_DOCUMENT SECTION_.

◆ ◆ ◆ ◆ ◆

Having completed the encirclement of Kigali, the RPF spent the latter of half of June fighting for the city itself. The government forces had superior manpower and weapons, but the RPF steadily gained in territory while conducting raids to rescue civilians behind enemy lines. Kagame was able to exploit the government forces’ focus on the genocide and translate that into RPF wins in the battle for Kigali. The RPF also benefited from the government’s waning morale as it lost territory. The RPF finally defeated Rwandan government forces in Kigali on July 4, and on July 18, they took Gisenyi and the rest of the northwest, forcing the interim government into Zaire, ending the genocide. At the end of July 1994, Kagame’s forces held the whole of Rwanda, except for the zone in the southwest occupied by the French-led UN force, Operation Turquoise.
Aftermath and Reconciliation in Rwanda
Rwandans had recourse to international and community justice in the aftermath of the genocide.
Evaluate the methods used to encourage reconciliation after the genocide
- The systematic destruction of the judicial system during the genocide and civil war was a major problem for the prospects of reconciliation in Rwanda.
- It was not until 1996 that Rwandan courts finally began trials for genocide cases with the enactment of Organic Law N° 08/96 of 30 on August 30.
- In response to the overwhelming number of potentially culpable individuals and the slow pace of the traditional judicial system, the government of Rwanda passed Organic Law N° 40/2000 in 2001, establishing Gacaca Courts at all administrative levels.
- The Gacaca court system traditionally dealt with conflicts within communities, but it was adapted to deal with genocide crimes.

◆ ◆ ◆ ◆ ◆

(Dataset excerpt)
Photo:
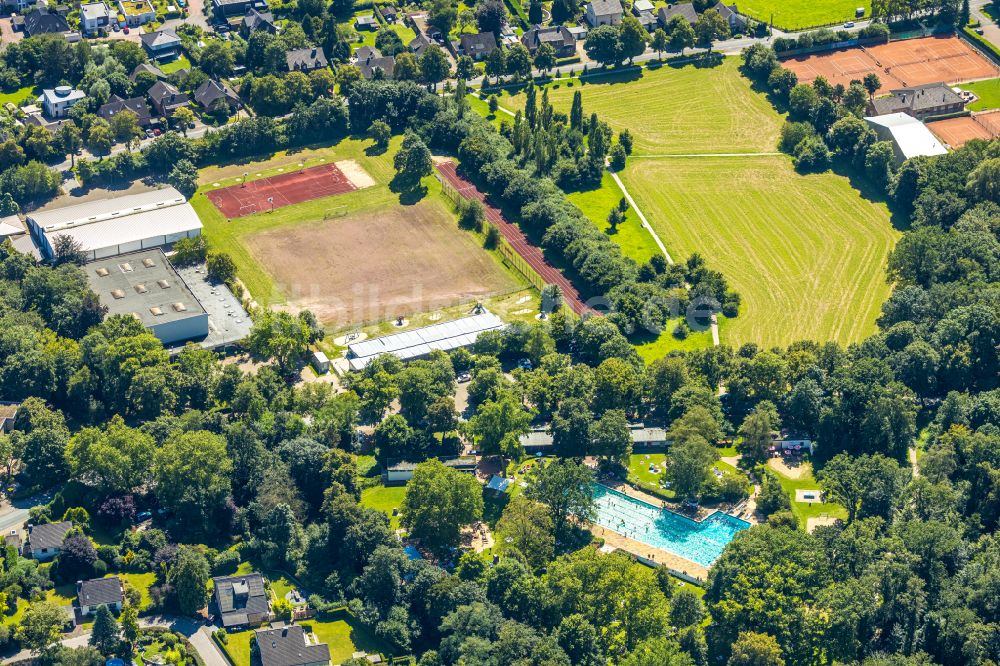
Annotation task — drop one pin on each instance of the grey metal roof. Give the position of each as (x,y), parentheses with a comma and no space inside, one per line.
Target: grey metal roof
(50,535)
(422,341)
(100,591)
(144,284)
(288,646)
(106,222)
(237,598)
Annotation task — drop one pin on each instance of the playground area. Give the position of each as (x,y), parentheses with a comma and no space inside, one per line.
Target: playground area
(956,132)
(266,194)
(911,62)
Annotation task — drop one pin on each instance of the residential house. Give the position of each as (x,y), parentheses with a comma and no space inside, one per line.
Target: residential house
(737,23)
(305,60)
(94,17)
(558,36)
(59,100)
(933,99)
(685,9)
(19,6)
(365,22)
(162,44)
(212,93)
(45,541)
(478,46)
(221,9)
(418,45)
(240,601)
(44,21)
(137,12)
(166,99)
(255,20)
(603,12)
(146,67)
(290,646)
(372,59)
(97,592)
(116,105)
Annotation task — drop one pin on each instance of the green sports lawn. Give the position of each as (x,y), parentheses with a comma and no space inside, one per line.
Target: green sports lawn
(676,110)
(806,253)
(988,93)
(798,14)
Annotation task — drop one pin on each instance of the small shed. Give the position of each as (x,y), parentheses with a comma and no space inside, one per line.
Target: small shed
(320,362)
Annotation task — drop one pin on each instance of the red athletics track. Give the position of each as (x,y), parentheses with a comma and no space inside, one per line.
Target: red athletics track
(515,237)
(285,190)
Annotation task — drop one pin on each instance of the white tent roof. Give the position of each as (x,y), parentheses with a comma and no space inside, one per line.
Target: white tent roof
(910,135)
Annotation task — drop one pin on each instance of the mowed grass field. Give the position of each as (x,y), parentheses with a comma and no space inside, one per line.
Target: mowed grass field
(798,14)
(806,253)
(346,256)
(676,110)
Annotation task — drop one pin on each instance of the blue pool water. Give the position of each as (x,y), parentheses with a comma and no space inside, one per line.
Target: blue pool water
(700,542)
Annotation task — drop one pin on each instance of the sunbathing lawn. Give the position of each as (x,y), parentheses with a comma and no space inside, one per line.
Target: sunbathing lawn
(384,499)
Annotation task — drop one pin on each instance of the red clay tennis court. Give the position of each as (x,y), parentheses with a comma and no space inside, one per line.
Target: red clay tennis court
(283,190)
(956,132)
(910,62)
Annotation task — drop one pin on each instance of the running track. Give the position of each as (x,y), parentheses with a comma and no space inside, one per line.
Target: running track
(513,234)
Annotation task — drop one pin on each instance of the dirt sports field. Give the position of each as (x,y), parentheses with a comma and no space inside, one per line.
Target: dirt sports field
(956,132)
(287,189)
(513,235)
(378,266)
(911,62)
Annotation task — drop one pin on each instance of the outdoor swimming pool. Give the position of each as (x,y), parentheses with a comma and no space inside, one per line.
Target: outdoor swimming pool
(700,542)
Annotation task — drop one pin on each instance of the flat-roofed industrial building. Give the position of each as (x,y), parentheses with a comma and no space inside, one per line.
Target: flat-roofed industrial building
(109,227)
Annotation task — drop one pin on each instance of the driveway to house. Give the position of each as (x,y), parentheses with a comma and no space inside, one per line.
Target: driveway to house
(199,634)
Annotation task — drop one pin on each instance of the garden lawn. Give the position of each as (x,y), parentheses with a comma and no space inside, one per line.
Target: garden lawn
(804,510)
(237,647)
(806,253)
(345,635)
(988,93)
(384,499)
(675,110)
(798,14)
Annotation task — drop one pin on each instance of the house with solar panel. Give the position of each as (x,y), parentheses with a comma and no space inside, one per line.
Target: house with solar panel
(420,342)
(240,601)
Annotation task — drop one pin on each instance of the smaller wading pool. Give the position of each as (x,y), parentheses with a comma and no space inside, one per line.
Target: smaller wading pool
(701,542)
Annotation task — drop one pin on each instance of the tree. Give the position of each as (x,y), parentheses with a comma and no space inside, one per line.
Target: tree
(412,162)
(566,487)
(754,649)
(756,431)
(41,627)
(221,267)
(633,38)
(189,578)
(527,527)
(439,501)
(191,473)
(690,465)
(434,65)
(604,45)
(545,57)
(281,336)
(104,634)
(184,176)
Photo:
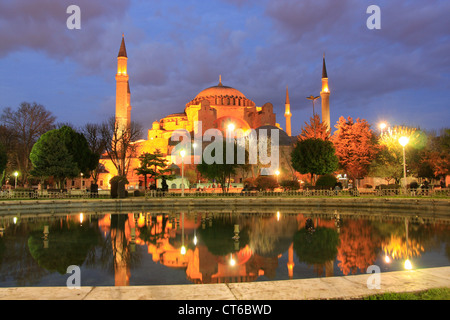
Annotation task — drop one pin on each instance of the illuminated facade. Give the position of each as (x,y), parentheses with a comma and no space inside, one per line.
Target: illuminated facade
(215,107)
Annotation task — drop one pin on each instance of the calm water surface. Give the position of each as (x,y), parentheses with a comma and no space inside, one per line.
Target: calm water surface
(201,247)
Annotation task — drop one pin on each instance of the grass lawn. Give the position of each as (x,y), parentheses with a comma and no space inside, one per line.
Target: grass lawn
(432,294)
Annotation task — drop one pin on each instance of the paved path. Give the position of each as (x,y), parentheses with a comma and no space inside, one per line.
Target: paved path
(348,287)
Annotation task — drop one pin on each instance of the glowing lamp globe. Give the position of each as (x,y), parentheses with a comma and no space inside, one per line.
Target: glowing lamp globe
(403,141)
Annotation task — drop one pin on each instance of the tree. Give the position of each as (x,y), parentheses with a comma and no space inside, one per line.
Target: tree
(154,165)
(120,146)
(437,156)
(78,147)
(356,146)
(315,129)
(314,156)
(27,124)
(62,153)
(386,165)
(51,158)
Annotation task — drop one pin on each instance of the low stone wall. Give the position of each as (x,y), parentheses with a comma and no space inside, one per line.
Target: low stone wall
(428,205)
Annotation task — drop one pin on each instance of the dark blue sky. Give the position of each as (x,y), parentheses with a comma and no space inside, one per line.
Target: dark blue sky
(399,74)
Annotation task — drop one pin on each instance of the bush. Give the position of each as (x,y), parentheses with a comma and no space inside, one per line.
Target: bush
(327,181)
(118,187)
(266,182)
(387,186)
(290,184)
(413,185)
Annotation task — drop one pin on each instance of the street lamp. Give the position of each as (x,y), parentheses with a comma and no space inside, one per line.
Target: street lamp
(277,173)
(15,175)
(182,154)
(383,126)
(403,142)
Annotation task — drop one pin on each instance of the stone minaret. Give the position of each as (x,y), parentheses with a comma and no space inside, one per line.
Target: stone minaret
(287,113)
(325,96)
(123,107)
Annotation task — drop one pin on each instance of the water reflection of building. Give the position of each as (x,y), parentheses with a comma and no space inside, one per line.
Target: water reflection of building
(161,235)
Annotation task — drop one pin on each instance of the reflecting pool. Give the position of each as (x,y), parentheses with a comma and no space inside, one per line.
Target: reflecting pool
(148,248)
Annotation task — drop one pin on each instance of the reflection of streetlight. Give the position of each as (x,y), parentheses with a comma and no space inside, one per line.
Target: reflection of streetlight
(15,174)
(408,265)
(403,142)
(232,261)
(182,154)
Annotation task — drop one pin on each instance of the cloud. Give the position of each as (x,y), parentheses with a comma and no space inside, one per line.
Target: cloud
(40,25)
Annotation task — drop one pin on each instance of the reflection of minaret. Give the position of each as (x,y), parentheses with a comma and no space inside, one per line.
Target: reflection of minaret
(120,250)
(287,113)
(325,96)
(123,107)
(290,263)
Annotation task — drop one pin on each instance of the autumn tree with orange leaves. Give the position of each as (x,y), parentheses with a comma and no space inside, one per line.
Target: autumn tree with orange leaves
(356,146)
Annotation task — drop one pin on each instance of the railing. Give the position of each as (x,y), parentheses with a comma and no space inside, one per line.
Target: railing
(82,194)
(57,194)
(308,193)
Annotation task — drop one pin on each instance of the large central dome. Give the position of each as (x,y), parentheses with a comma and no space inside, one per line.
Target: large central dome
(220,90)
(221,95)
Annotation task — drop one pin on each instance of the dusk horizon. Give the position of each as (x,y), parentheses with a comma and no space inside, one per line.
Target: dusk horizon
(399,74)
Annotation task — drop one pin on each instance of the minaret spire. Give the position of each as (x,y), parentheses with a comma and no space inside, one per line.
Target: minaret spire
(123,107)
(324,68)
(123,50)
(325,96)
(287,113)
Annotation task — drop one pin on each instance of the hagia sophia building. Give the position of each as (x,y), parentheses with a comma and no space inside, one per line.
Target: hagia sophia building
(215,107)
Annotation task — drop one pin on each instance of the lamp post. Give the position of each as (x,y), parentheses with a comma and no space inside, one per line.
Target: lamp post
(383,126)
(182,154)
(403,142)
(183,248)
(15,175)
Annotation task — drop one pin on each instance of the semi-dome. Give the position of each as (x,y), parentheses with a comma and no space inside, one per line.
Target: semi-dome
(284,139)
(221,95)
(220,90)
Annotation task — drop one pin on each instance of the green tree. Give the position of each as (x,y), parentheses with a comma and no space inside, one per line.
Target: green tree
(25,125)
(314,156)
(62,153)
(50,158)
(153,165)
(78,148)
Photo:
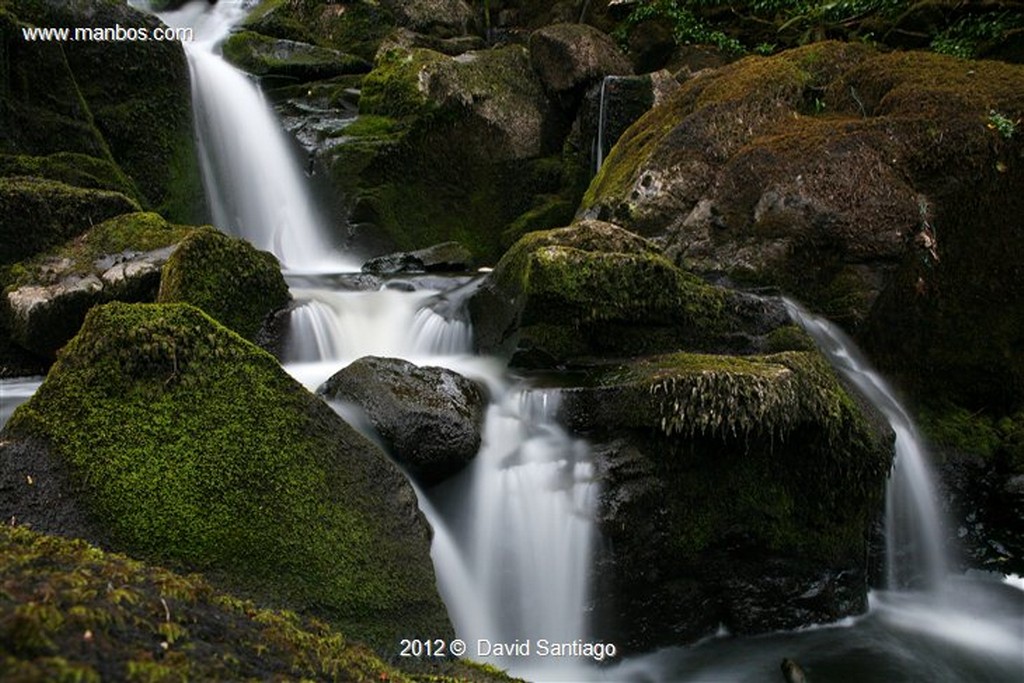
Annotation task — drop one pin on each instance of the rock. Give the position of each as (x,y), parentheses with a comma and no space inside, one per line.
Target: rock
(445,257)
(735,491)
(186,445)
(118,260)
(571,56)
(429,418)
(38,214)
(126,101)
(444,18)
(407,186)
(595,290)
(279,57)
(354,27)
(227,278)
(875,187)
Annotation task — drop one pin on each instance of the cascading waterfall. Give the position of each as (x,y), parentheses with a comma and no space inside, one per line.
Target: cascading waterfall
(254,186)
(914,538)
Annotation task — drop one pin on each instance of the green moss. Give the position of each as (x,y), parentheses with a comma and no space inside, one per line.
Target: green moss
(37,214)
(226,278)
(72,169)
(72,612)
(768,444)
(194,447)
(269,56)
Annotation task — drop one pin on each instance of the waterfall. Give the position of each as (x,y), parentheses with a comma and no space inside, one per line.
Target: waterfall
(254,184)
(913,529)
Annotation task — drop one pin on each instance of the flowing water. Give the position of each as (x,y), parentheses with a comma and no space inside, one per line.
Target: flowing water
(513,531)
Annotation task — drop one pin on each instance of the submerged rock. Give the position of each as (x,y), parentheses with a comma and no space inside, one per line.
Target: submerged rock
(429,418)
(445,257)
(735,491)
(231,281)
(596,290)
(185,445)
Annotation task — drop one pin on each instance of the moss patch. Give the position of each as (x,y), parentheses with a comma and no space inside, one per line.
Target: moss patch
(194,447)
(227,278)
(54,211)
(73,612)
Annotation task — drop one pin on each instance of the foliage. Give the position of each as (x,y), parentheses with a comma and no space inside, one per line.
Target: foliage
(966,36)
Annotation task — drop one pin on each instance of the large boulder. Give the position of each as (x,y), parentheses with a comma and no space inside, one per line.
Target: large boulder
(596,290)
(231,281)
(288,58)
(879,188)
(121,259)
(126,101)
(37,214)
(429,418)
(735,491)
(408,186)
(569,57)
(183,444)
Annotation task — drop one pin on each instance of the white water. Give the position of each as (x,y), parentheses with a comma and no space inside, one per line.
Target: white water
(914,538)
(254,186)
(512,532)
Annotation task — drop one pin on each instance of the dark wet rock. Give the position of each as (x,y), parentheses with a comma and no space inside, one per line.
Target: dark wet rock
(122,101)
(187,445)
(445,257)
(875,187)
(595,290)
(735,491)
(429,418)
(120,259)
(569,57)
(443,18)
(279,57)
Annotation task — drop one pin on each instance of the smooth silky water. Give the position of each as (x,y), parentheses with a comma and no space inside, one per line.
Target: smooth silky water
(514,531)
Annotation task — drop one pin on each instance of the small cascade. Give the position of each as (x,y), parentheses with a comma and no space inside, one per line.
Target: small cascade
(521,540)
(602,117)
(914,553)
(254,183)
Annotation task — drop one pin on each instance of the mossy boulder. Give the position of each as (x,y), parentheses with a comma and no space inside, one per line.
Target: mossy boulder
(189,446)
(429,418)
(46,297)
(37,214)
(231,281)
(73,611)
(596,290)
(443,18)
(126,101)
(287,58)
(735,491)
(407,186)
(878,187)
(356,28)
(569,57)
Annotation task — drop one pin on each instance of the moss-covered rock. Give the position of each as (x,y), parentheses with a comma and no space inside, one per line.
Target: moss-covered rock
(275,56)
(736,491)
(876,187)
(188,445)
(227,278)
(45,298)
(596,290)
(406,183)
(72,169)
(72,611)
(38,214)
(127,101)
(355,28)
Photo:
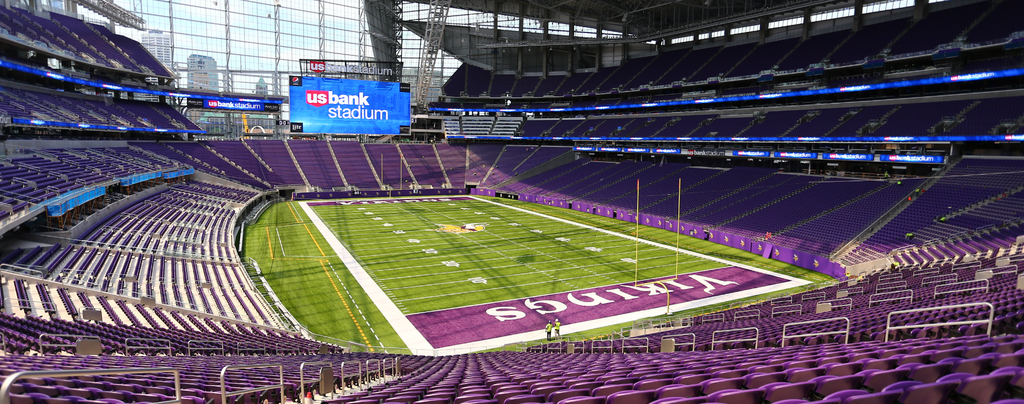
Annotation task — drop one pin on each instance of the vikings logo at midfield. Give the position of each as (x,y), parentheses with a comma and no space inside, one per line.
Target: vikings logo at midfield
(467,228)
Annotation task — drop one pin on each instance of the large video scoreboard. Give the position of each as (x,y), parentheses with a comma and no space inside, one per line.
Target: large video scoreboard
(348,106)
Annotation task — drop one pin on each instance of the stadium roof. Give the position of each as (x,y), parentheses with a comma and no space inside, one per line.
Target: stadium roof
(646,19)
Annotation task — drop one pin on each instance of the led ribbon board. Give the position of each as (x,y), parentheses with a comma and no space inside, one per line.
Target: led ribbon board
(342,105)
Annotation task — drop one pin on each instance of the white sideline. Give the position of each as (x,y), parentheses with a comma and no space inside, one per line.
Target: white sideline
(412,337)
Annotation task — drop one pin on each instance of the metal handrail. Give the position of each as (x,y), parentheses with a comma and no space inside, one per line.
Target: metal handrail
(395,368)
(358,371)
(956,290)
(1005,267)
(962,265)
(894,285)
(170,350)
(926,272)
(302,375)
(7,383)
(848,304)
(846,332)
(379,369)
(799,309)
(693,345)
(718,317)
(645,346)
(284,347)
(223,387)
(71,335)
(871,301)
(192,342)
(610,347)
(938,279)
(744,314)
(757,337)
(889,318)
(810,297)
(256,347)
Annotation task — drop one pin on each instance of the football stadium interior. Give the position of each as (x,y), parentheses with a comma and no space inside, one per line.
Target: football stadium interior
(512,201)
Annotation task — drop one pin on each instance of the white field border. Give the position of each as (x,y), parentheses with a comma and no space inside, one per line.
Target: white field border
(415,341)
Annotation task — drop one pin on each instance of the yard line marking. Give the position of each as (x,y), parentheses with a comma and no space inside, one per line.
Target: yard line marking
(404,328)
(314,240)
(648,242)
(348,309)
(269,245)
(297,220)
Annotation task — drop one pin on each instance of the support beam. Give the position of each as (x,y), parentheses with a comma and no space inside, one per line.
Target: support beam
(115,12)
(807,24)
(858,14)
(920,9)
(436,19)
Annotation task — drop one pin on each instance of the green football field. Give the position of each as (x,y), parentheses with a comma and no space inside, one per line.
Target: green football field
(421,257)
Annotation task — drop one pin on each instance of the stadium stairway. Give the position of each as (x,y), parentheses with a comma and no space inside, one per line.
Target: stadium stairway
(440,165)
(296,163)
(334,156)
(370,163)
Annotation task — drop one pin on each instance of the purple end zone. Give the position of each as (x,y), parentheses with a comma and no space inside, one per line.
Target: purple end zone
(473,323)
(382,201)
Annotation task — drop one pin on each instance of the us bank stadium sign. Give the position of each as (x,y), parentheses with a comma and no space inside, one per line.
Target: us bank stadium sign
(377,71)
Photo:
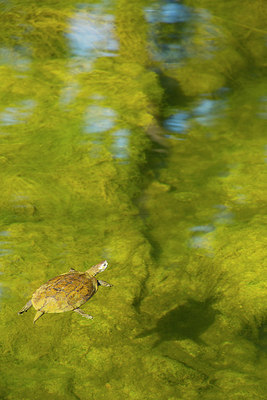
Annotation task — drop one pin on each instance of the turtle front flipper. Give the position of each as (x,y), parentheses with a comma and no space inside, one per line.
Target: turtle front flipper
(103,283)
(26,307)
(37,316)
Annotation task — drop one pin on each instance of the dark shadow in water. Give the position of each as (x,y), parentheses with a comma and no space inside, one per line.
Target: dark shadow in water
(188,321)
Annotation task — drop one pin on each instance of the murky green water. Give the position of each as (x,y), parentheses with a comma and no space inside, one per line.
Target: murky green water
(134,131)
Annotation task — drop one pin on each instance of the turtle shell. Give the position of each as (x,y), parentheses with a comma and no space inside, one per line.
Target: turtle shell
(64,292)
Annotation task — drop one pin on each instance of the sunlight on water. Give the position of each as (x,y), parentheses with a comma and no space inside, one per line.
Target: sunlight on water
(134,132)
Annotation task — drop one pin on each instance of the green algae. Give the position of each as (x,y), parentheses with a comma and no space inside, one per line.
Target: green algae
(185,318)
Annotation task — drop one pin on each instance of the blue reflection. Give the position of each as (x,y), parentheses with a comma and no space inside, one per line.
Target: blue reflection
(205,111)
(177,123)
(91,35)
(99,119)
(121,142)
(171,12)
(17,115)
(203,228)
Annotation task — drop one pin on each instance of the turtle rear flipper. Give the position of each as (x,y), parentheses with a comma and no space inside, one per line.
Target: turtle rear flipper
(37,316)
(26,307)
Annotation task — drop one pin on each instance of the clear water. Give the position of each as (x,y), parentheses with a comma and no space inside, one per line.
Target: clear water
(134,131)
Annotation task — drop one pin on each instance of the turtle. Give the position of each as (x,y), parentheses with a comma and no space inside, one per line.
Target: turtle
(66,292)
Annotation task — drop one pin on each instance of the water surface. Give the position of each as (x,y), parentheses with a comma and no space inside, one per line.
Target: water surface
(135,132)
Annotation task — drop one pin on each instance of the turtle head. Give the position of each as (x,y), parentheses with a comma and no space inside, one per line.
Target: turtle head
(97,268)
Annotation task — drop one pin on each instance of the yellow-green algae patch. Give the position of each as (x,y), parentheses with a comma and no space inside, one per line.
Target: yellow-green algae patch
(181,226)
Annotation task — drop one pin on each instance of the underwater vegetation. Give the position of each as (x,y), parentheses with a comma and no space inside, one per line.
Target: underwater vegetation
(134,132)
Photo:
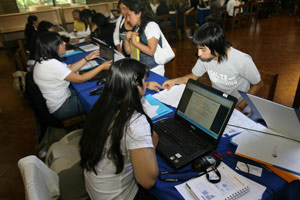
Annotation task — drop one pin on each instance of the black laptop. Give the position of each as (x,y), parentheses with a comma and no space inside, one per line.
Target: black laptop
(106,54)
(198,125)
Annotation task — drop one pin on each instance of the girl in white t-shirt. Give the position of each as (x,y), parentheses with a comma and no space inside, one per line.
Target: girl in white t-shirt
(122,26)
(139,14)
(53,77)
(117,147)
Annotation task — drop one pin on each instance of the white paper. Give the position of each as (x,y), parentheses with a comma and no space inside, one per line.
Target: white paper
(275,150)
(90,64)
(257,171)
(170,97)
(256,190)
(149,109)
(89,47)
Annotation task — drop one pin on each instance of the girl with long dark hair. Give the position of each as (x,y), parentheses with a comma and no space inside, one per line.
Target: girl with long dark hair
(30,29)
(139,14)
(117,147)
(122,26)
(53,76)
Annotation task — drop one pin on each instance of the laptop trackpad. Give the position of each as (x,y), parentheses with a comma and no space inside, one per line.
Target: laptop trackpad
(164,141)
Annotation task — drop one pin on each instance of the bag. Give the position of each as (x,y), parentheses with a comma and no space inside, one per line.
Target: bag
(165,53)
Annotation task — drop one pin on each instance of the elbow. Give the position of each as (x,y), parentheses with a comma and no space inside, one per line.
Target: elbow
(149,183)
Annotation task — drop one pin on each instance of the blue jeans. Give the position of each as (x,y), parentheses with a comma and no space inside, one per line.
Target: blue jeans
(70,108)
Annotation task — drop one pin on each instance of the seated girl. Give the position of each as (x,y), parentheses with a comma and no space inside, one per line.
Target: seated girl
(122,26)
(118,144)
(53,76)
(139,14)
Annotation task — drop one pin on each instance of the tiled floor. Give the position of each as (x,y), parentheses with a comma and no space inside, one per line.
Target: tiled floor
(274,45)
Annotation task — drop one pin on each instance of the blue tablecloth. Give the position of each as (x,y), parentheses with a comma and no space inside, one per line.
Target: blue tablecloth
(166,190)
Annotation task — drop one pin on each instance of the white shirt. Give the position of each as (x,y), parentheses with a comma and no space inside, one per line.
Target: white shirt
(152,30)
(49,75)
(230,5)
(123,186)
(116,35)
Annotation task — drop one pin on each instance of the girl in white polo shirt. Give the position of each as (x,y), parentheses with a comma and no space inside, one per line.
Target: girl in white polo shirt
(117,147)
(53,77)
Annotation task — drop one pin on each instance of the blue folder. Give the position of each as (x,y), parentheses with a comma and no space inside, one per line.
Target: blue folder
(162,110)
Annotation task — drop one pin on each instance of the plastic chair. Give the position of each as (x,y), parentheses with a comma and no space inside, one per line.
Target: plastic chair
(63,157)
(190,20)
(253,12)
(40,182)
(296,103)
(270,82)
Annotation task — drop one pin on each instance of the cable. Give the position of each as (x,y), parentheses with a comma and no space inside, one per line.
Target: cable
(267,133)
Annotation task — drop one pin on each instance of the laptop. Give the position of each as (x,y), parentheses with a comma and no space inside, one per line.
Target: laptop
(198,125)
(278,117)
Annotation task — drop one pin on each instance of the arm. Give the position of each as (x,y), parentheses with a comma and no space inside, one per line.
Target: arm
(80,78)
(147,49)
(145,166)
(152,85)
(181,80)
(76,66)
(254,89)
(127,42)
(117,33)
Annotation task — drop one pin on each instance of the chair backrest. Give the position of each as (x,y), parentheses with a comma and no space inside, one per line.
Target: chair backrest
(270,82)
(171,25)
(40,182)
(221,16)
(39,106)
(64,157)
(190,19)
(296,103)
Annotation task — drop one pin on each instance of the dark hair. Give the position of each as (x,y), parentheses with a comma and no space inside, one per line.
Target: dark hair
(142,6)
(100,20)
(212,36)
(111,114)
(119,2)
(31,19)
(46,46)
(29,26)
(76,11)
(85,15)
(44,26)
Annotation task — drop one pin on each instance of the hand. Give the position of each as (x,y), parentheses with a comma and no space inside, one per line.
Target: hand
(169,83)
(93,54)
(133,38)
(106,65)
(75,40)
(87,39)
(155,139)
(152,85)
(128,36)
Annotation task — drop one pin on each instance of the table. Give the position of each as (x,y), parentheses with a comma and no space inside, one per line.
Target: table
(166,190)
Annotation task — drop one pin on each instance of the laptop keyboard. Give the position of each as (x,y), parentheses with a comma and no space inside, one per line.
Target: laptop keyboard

◆ ◆ ◆ ◆ ◆

_TASKS FOR THIS EXERCISE_.
(a) List every place name that appears in the passage on Rwanda after the genocide.
(b) Report how many lines of the records contain the word "waterfall", giving only the number.

_ANSWERS TO THE PROBLEMS_.
(a)
Kigali
Gisenyi
Zaire
Rwanda

(b) 4